[Coordinate annotation entries]
════════

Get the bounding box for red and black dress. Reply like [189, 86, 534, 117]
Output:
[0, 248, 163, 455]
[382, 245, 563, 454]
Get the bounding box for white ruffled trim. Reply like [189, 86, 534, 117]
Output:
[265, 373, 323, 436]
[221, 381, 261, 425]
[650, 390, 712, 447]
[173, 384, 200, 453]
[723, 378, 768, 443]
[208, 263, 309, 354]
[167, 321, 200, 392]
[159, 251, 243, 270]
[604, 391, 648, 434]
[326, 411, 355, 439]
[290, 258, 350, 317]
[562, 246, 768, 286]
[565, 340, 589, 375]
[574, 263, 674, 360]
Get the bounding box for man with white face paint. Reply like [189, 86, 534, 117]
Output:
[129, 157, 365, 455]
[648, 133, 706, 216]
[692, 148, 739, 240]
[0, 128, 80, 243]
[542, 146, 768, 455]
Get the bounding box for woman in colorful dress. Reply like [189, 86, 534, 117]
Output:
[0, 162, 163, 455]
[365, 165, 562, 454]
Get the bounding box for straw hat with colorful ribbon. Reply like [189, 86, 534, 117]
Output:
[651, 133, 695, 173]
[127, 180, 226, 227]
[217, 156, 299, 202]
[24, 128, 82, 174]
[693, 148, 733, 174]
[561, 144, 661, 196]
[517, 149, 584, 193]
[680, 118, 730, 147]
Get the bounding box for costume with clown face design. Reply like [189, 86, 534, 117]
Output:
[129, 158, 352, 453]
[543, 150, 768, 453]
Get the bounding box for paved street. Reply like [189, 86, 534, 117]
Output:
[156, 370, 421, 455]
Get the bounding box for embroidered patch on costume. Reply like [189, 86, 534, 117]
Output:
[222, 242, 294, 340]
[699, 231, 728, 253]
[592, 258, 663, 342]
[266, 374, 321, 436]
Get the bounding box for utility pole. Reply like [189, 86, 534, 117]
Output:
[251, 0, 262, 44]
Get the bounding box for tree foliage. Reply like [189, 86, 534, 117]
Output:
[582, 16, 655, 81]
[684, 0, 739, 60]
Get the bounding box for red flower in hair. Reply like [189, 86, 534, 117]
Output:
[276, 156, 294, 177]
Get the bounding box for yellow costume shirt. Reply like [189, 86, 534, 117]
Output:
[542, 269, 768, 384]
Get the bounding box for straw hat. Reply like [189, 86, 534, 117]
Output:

════════

INSTRUCTIONS FOR THE TASK » Write out every line of the material above without changing anything.

EXERCISE RESULT »
Get the bounding box for red and black dress. Reply like [189, 86, 534, 117]
Output:
[0, 248, 163, 455]
[382, 245, 563, 454]
Get the bounding box for white ruffled trim. Reply like [189, 86, 534, 117]
Output:
[265, 373, 323, 436]
[221, 381, 261, 425]
[650, 390, 712, 447]
[173, 384, 200, 453]
[723, 378, 768, 443]
[208, 263, 309, 354]
[167, 321, 200, 392]
[159, 251, 243, 270]
[604, 391, 648, 434]
[326, 411, 355, 439]
[290, 258, 350, 317]
[562, 246, 768, 286]
[565, 340, 589, 375]
[574, 263, 674, 360]
Get the bounding box for man with white face paint. Reply like [189, 86, 534, 117]
Output:
[129, 157, 365, 455]
[648, 133, 706, 216]
[692, 148, 739, 240]
[0, 128, 80, 243]
[542, 146, 768, 455]
Get the bounding box for woman in colorful dress. Reply like [189, 86, 534, 117]
Output:
[0, 162, 163, 455]
[365, 165, 562, 454]
Get the bounding box for straw hat with colorful ribbon. Reply like [189, 86, 534, 117]
Output:
[651, 133, 695, 173]
[127, 180, 226, 227]
[217, 156, 299, 202]
[24, 128, 82, 174]
[693, 148, 733, 174]
[561, 144, 661, 196]
[517, 149, 584, 193]
[680, 118, 730, 147]
Get the bounding box for costume with clown face design. Reply like [189, 86, 534, 117]
Output:
[129, 158, 352, 453]
[543, 150, 768, 453]
Get the bounding box for paved street. Reply like [189, 86, 534, 117]
Output:
[156, 370, 421, 455]
Get the bounding box for embroidered patch on costume. Reply like [189, 86, 534, 117]
Output:
[222, 242, 294, 340]
[699, 231, 728, 253]
[592, 258, 663, 342]
[266, 374, 321, 436]
Get the bounding box for utility pole. Reply like [189, 86, 534, 117]
Output:
[251, 0, 262, 44]
Get the bounding box for tree foliage. Reply like [189, 86, 534, 117]
Output:
[582, 16, 655, 81]
[684, 0, 739, 60]
Get the bounding box for red flower in hair. Reply like [189, 86, 534, 117]
Output:
[276, 156, 294, 177]
Get the bounding box for yellow costume shirt. Reply like [189, 86, 534, 117]
Output:
[542, 269, 768, 384]
Get the bounding box for straw hat. Reply like [189, 86, 534, 117]
Output:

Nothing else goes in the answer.